Saved entries:
=== Begin Enclosure ===

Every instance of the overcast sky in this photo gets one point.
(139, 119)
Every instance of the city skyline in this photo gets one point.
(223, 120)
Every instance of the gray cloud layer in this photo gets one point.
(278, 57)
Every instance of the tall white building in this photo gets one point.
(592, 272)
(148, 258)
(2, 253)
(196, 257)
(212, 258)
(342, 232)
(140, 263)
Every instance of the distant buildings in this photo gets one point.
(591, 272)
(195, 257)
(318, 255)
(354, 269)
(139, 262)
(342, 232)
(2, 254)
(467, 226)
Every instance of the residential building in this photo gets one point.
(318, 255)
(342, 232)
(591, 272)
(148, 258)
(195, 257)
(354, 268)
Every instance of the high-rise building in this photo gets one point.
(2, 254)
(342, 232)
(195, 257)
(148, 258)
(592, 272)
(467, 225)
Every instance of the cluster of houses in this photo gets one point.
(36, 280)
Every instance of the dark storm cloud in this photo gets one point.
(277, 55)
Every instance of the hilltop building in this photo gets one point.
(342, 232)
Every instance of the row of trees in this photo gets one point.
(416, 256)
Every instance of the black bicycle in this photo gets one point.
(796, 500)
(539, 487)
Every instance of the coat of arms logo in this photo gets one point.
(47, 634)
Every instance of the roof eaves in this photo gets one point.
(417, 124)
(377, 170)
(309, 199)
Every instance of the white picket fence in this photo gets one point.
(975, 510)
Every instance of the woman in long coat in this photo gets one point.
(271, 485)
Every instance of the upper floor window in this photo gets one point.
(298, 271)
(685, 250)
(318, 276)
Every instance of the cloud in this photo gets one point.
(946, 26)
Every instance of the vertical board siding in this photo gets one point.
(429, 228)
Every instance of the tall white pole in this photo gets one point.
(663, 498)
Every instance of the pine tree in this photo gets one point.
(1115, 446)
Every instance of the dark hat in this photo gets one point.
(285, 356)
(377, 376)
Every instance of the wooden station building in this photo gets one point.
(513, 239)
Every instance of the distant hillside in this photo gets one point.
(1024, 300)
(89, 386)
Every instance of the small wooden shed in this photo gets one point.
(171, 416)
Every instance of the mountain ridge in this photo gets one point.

=== End Enclosure ===

• [Task objective]:
Within the records above, the line carrying "Every instance of the upper" starts the range and the last line ends it. Set down that range exactly.

• [Answer to the problem]:
Every instance of the upper floor window in this photo gets one point.
(298, 271)
(685, 250)
(318, 276)
Every instance of the cloud in this photo gets one point.
(946, 26)
Every instance of the vertical board siding in this photo gets one point.
(429, 228)
Every instance of the tall white pole in this photo gets one point.
(663, 498)
Every instance of the pine tree in this photo gets one point.
(1115, 446)
Every instance of the dark hat in this photo gets one point.
(285, 356)
(377, 376)
Every instance of the wooden station building in this photo gets one point.
(513, 239)
Every instance of the distant hillside in this photo gets one point.
(1024, 300)
(89, 386)
Every instance of the small wooden shed in this photo gets one point.
(171, 416)
Every instance of the mountain ridge in this photo gets one point.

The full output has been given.